Pois bem, espremam a Serra do Araripe que só sai garapa! Aliás, irrompe-se dali, Luiz Gonzaga do Exu-PE, a mais juazeirense das cidades Pernambucanas. De sobra ainda sobressai-se Patativa do Assaré/CE a curruchiar em versos de analfabeto o que a academia abismada acabou por reverenciá-lo. Pelas aulas de Geografia somos divisas com os Estados do Piauí, Pernambuco e Paraíba e uma potência educacional com as diversas Universidades e cursos de ensino superior. Estamos equidistantes em média 700 km de João Pessoa-PB, Natal-RN, Recife-PE, Fortaleza-CE e Teresina-PI, por isso temos um comércio forte e serviços em abundância. Estratégico estamos e hoje mais que metrópole, somos a Capital da fé, do trabalho e dos negócios.

**Exercício A**
Segundo o texto fornecido, qual é a distância média até as capitais que ele cita?
**Exercício B**
Liste todas as cidades que o texto fornecido apresenta como equidistantes.

(Itens armazenados de uma coleção)
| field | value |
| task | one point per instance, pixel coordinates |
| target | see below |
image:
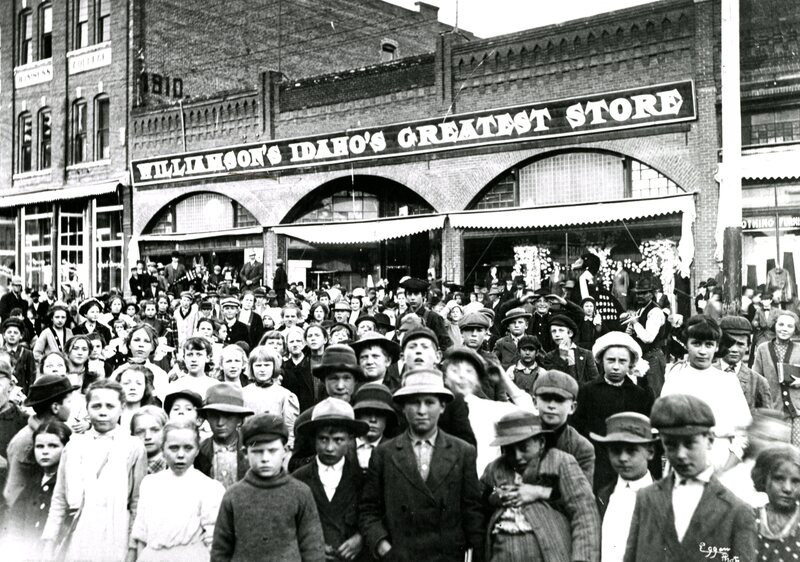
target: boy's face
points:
(473, 336)
(738, 351)
(616, 363)
(332, 444)
(340, 384)
(688, 454)
(517, 326)
(223, 425)
(266, 457)
(554, 409)
(263, 370)
(528, 355)
(701, 352)
(629, 460)
(376, 420)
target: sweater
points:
(269, 519)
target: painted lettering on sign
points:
(639, 107)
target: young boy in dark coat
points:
(334, 479)
(268, 514)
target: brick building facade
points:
(72, 71)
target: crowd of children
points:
(349, 430)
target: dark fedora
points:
(338, 358)
(333, 412)
(48, 388)
(374, 338)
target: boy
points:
(515, 322)
(678, 515)
(335, 480)
(525, 371)
(555, 393)
(49, 398)
(720, 390)
(250, 526)
(422, 498)
(221, 457)
(629, 443)
(568, 357)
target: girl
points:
(99, 477)
(147, 423)
(29, 512)
(777, 473)
(263, 395)
(771, 360)
(138, 391)
(178, 507)
(233, 366)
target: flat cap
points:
(681, 414)
(264, 427)
(556, 382)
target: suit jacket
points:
(339, 515)
(764, 364)
(435, 520)
(721, 519)
(584, 369)
(204, 461)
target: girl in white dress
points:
(177, 507)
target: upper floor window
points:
(81, 14)
(45, 31)
(103, 14)
(102, 147)
(25, 143)
(79, 120)
(45, 137)
(771, 127)
(388, 51)
(25, 37)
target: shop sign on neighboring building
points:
(768, 222)
(638, 107)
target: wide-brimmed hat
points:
(47, 388)
(374, 338)
(335, 412)
(87, 304)
(338, 358)
(422, 381)
(227, 398)
(616, 339)
(515, 427)
(626, 427)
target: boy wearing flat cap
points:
(268, 513)
(734, 346)
(682, 516)
(422, 498)
(335, 480)
(221, 456)
(629, 443)
(568, 357)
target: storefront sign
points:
(34, 73)
(768, 223)
(640, 107)
(89, 58)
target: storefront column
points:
(452, 254)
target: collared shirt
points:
(423, 452)
(364, 450)
(617, 520)
(330, 476)
(225, 467)
(686, 495)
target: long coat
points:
(720, 520)
(339, 515)
(435, 520)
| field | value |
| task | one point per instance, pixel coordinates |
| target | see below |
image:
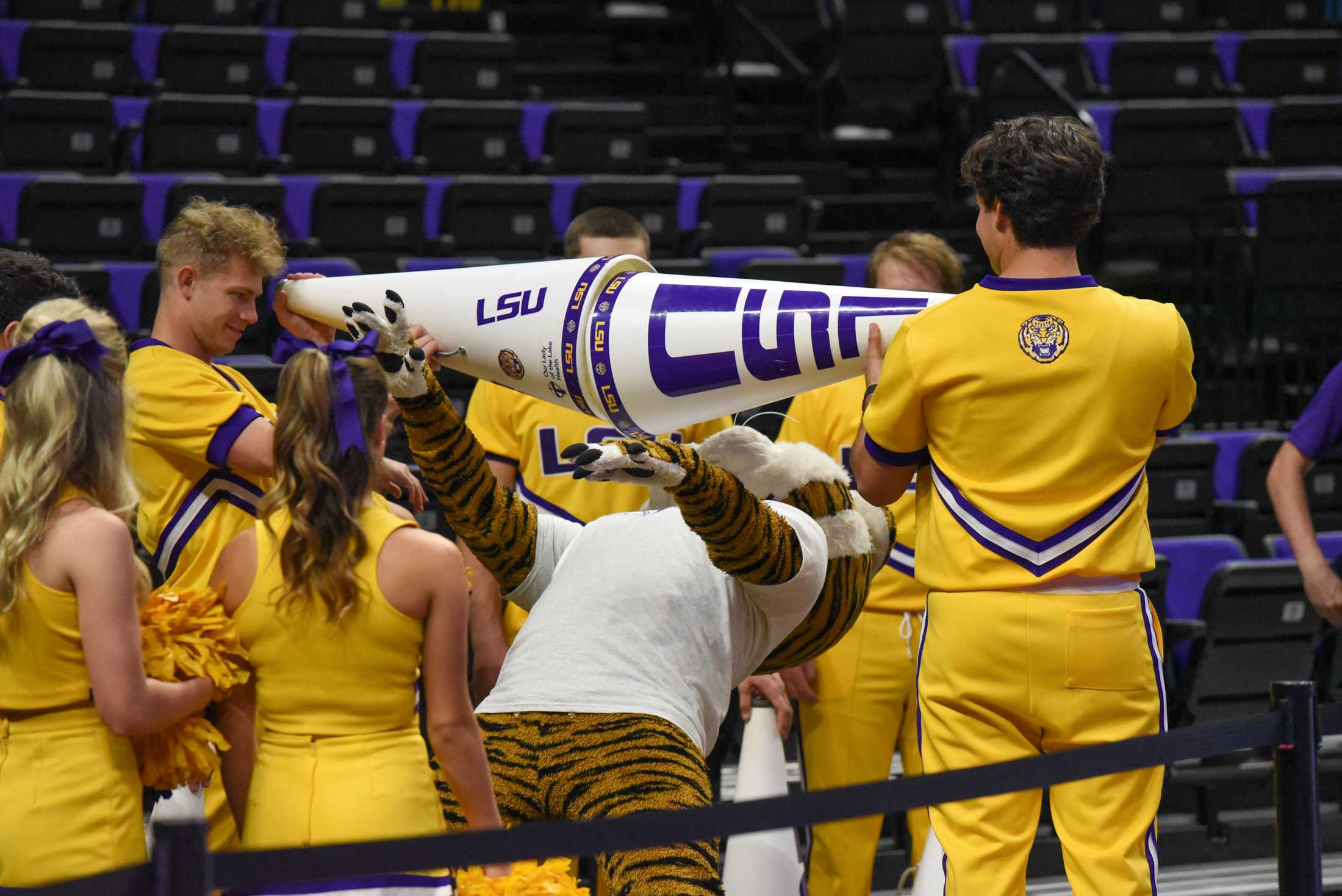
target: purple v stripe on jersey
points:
(901, 558)
(1039, 557)
(214, 487)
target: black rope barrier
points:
(540, 840)
(683, 825)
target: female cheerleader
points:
(73, 684)
(331, 600)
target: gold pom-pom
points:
(187, 635)
(528, 879)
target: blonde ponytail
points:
(65, 426)
(321, 487)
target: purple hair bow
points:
(62, 339)
(350, 428)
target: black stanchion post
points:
(182, 859)
(1296, 770)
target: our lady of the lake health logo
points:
(1043, 339)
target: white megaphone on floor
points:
(930, 879)
(614, 339)
(762, 863)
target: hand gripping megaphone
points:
(614, 339)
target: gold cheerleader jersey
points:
(828, 419)
(529, 434)
(1036, 403)
(185, 416)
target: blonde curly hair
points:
(206, 235)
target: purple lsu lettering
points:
(511, 305)
(693, 373)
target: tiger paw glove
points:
(633, 461)
(396, 351)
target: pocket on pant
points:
(1106, 650)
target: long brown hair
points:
(321, 487)
(65, 425)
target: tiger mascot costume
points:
(640, 624)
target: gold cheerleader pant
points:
(584, 765)
(310, 790)
(69, 798)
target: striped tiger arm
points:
(745, 538)
(497, 525)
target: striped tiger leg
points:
(615, 765)
(843, 593)
(512, 745)
(498, 526)
(745, 538)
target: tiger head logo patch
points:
(511, 364)
(1043, 339)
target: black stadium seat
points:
(203, 12)
(1145, 15)
(893, 58)
(752, 211)
(82, 218)
(1260, 628)
(470, 136)
(360, 215)
(1279, 14)
(598, 137)
(214, 61)
(95, 282)
(57, 131)
(1290, 63)
(76, 10)
(1169, 159)
(1153, 68)
(1305, 131)
(822, 271)
(192, 132)
(1025, 15)
(329, 14)
(1010, 89)
(331, 62)
(505, 217)
(1182, 496)
(466, 66)
(653, 200)
(339, 135)
(65, 56)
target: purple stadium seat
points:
(1329, 542)
(126, 282)
(332, 266)
(1230, 447)
(1192, 561)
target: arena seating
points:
(420, 136)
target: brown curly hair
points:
(1047, 172)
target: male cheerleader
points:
(1036, 398)
(202, 436)
(858, 698)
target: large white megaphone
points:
(614, 339)
(762, 863)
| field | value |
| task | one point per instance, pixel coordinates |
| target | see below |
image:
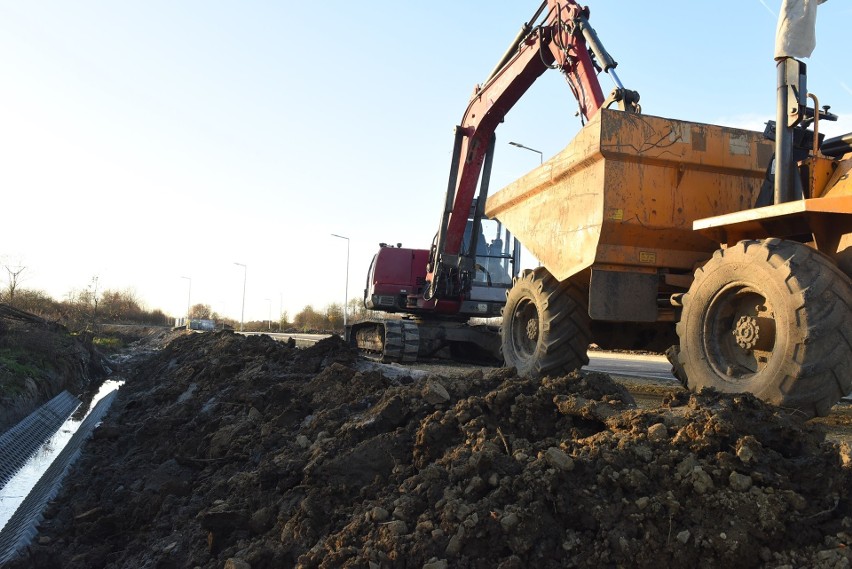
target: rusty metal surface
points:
(627, 189)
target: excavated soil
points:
(242, 452)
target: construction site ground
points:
(243, 452)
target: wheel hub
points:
(532, 328)
(747, 332)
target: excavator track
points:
(387, 341)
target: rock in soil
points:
(231, 451)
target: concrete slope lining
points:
(20, 442)
(21, 527)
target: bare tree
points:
(14, 273)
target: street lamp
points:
(188, 296)
(346, 292)
(540, 155)
(243, 313)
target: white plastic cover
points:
(796, 34)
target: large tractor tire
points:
(545, 326)
(772, 318)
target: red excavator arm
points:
(470, 265)
(564, 41)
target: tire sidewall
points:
(523, 290)
(737, 267)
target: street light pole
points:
(243, 312)
(540, 155)
(188, 301)
(346, 292)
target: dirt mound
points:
(225, 451)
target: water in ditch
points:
(20, 485)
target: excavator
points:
(729, 249)
(463, 278)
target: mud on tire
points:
(773, 318)
(545, 326)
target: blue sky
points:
(142, 142)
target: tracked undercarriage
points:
(407, 340)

**Resultado da tarefa A**
Em média, 700 km.

**Resultado da tarefa B**
- João Pessoa-PB
- Natal-RN
- Recife-PE
- Fortaleza-CE
- Teresina-PI